[Goal] Skip the images and return the records below exactly.

[Photo-based point labeling data]
>>>

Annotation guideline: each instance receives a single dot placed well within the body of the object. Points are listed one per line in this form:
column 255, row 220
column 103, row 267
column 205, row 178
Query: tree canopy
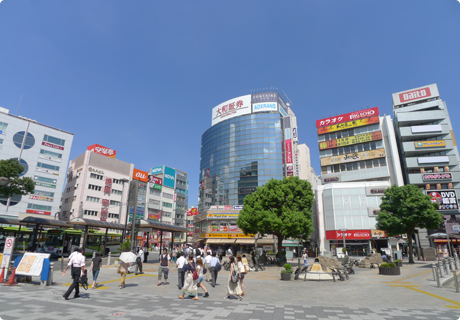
column 17, row 185
column 404, row 209
column 280, row 207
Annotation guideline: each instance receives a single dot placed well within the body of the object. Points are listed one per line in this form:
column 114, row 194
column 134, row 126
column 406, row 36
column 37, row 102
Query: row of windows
column 348, row 133
column 351, row 149
column 367, row 164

<<<

[Answer to the problem]
Annotation guideline: each instance receives a single dot placed well within the body of the object. Points are listed one per line in this form:
column 255, row 220
column 103, row 267
column 205, row 178
Query: tree canopy
column 17, row 185
column 404, row 209
column 280, row 207
Annotation guideline: each instance receives a single dot placed well within the body of the object. Points are listed one per line in this form:
column 114, row 194
column 134, row 126
column 406, row 36
column 37, row 102
Query: row of windows
column 348, row 133
column 351, row 149
column 367, row 164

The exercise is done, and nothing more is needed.